* [Activity]: Pull each line with the string "below" from the entries.

* [Supplied data]:
···

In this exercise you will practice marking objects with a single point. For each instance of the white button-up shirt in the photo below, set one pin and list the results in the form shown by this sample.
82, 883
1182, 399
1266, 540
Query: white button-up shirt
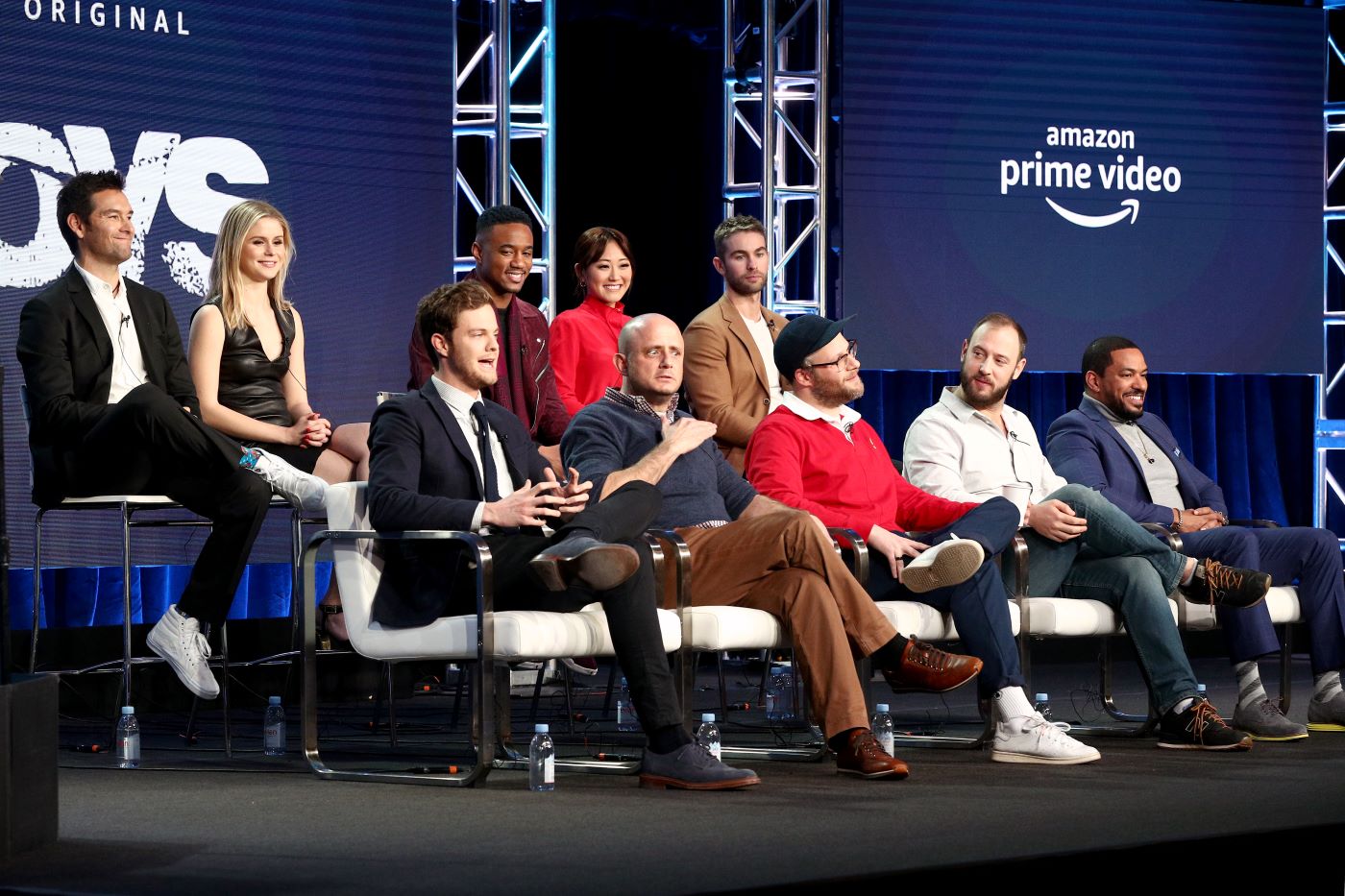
460, 405
957, 452
128, 363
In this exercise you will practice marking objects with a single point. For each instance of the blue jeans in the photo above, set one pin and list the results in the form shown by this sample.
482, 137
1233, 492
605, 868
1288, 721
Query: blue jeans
1308, 556
979, 606
1120, 564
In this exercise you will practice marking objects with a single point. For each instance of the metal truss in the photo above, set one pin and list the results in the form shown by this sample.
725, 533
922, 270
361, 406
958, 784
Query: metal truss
504, 125
1329, 436
775, 138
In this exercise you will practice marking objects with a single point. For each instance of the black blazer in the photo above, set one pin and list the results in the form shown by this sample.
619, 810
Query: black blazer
423, 475
66, 358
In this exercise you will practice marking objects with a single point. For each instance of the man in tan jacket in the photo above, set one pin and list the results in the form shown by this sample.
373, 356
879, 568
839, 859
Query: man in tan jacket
730, 375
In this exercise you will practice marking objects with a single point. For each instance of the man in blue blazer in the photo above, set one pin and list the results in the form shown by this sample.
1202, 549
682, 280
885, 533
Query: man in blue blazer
443, 458
1109, 443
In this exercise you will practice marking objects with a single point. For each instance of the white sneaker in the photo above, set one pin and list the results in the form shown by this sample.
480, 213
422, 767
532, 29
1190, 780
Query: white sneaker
948, 563
1032, 739
306, 492
178, 640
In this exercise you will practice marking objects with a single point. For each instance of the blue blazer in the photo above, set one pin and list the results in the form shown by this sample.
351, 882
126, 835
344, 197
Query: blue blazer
1086, 448
423, 475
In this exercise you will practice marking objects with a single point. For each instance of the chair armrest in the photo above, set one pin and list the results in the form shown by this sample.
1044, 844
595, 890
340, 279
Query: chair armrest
1019, 556
860, 552
675, 547
1169, 534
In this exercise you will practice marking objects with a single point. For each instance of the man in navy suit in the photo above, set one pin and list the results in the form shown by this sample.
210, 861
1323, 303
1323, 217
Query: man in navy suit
1109, 443
113, 410
443, 458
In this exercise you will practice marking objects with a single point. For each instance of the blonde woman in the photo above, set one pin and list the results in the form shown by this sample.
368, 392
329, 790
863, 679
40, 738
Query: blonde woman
246, 358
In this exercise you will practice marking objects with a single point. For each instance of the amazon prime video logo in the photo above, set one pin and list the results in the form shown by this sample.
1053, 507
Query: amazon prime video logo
1064, 175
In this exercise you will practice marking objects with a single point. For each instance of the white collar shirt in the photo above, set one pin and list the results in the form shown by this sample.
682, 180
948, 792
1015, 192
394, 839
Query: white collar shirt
957, 452
844, 420
128, 363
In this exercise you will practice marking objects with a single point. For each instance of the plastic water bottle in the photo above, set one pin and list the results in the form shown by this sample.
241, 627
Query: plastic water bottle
708, 735
779, 693
884, 729
625, 718
273, 728
1042, 705
128, 739
541, 759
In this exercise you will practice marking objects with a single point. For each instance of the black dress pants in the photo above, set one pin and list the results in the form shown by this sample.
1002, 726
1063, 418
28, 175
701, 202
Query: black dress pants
631, 607
148, 444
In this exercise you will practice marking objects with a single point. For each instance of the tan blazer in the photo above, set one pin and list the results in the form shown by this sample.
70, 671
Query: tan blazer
725, 376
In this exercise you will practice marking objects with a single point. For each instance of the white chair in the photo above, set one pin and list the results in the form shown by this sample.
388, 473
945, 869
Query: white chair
486, 637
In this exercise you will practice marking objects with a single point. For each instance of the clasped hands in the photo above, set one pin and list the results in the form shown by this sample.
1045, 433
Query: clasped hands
541, 503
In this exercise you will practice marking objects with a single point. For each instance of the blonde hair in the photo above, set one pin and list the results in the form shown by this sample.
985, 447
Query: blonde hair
225, 274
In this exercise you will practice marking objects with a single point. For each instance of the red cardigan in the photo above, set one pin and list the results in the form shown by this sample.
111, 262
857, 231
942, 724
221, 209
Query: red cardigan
810, 465
582, 343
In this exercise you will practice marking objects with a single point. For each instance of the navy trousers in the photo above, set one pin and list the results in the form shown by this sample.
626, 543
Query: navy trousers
979, 606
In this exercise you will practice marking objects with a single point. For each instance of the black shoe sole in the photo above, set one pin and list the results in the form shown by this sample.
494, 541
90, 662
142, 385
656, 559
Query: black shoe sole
600, 568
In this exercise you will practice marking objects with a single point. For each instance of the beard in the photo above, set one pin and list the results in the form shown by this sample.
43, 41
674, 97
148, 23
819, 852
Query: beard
471, 375
977, 401
837, 395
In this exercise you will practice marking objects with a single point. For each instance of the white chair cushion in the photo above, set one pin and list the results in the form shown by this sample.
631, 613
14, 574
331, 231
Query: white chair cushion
1071, 618
520, 634
1282, 603
732, 628
925, 623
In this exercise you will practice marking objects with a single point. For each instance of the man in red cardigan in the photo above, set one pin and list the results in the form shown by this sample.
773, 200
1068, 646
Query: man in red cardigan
816, 453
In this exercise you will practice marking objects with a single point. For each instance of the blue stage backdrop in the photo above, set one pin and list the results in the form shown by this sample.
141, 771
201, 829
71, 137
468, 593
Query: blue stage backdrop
336, 111
1146, 167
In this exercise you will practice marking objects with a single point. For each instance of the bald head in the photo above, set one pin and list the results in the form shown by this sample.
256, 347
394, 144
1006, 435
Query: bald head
649, 358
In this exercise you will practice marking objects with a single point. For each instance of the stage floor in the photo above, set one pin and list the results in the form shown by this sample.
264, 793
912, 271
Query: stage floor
194, 821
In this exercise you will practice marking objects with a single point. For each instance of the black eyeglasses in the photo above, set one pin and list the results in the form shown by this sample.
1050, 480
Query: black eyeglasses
851, 351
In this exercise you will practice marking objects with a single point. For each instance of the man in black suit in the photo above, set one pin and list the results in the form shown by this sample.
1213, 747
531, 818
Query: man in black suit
441, 458
113, 410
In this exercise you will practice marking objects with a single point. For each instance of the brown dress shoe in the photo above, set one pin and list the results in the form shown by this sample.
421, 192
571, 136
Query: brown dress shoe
927, 667
864, 757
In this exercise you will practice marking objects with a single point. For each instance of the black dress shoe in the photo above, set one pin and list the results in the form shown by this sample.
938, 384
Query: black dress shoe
584, 561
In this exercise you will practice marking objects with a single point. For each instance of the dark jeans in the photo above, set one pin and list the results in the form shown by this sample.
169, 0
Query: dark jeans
631, 607
1311, 557
148, 444
979, 606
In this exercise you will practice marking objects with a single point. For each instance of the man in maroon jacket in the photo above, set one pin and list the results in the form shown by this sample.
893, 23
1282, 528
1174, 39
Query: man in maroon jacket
816, 453
526, 385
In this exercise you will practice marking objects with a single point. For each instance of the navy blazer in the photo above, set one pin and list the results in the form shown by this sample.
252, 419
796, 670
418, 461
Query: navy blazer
66, 356
1086, 448
423, 475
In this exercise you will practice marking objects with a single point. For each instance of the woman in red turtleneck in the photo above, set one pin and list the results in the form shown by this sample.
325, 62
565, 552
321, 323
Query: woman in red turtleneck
584, 338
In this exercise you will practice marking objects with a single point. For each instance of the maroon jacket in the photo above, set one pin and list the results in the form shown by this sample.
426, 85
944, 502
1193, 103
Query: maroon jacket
526, 383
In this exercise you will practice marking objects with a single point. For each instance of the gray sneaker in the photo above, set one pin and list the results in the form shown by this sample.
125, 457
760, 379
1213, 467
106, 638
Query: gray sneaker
1327, 715
1266, 721
178, 640
306, 492
692, 767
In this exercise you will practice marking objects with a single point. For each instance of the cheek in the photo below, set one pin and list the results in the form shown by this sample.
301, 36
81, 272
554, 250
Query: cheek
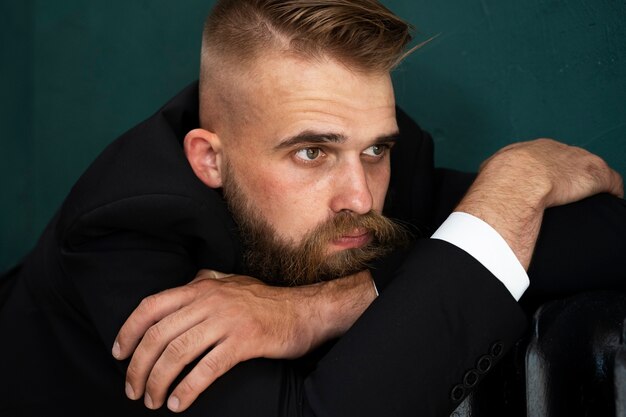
378, 180
291, 204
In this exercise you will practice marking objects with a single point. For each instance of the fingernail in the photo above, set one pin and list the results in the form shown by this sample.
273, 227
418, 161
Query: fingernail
116, 350
147, 400
129, 391
173, 403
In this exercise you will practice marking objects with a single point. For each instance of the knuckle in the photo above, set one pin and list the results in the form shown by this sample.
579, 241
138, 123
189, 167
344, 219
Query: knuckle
153, 335
132, 372
176, 350
155, 380
210, 366
186, 388
148, 304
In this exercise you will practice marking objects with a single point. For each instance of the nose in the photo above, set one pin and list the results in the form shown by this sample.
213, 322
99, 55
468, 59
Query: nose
351, 191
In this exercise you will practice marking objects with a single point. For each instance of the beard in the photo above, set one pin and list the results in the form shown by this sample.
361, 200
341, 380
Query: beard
275, 261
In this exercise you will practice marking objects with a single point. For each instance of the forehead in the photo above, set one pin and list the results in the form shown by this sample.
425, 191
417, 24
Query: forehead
288, 94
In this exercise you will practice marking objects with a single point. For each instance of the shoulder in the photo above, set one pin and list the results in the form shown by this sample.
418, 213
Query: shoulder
142, 183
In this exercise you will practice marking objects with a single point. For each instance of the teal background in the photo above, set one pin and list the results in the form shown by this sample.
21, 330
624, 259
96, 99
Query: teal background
75, 74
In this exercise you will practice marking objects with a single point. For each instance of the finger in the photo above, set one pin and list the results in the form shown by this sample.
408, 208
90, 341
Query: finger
213, 365
154, 343
151, 310
617, 182
210, 274
180, 352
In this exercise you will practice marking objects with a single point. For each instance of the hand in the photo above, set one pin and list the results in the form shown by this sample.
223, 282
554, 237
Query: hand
519, 182
237, 318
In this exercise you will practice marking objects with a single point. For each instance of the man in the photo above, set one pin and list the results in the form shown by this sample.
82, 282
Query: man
296, 121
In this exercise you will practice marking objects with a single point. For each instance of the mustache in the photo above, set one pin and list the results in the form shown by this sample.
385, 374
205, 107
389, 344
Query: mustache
381, 229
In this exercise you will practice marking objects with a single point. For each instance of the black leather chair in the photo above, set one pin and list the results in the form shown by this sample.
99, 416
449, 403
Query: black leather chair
572, 363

···

* [Task response]:
In this exercise you will practice marking objects with a single point. For each instance of the white button-up shirt in the photo below, set one pin and list the results in the form shown by this sample.
In this exercise you will practice marking objects with a single point. For each instance of the cheek in the photo below, set one pin and list the results in the form shown by this sample.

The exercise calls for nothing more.